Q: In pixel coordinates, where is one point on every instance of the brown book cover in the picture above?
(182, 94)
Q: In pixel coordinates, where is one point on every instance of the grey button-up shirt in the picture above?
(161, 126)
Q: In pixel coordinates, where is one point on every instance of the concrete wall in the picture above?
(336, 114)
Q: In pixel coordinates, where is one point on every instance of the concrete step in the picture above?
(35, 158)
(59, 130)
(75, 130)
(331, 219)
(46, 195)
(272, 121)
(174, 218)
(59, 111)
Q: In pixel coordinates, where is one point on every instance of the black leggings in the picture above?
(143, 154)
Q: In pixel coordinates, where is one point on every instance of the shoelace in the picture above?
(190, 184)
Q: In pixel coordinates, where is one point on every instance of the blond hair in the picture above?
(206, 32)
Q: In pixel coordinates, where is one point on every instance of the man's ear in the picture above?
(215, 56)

________________________________________

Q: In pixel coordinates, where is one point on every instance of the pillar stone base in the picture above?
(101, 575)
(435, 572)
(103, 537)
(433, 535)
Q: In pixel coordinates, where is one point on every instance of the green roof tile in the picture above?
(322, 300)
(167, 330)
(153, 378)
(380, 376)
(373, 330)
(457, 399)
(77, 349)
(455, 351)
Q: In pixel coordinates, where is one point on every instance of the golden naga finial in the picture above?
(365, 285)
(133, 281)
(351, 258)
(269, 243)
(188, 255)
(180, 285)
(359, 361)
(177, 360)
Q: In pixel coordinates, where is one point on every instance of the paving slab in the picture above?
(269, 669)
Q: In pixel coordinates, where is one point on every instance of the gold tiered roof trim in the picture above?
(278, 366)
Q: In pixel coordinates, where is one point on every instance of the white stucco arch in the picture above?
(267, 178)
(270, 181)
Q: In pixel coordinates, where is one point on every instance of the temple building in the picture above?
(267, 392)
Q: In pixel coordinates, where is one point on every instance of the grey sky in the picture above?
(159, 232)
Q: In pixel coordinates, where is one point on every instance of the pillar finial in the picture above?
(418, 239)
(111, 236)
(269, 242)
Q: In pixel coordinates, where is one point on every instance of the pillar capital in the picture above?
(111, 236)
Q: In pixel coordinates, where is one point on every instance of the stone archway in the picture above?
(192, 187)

________________________________________

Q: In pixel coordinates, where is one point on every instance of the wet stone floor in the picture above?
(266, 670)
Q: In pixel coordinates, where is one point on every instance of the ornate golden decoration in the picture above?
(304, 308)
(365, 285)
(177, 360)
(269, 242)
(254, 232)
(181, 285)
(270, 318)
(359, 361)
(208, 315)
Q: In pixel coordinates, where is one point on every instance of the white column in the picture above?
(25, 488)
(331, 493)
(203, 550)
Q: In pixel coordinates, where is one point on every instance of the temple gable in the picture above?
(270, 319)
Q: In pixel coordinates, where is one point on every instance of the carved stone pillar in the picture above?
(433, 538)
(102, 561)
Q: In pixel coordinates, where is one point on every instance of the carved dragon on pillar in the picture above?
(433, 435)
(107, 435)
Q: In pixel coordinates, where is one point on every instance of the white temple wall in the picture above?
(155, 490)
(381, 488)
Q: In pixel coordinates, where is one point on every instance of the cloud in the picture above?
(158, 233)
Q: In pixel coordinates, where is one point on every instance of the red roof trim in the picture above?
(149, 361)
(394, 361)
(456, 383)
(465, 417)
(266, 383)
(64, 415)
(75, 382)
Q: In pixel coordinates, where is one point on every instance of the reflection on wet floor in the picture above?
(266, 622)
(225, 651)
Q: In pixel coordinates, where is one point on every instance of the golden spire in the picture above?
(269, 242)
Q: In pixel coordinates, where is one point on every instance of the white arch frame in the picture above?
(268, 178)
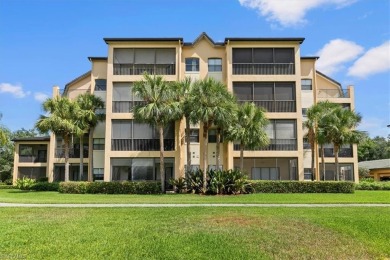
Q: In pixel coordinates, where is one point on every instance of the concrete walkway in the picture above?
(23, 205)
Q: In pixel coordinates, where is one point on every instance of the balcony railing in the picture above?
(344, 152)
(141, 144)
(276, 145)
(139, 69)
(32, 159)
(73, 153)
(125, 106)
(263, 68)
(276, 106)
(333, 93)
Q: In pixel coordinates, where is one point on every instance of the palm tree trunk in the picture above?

________________________________________

* [Task objective]: Start at the line above containing "frame in the picture above?" and stop at the line containing "trunk in the picture above?": print those lines and everything between them exactly, but not the pictures.

* [Answer box]:
Q: In pixel coordinates, where is one point on every instance of the white arch frame in the picture above?
(268, 178)
Q: In pixel coordinates, where is one point on every instance of the concrete walkway in the picture above?
(23, 205)
Q: In pixel coordinates, where is one point on every instance of the balcony railing in the picture above?
(344, 152)
(141, 144)
(276, 145)
(139, 69)
(32, 159)
(73, 153)
(125, 106)
(263, 68)
(276, 106)
(333, 93)
Q: In pixel coordinates, where is one point on every instance of the palm tree trunk in the picture above?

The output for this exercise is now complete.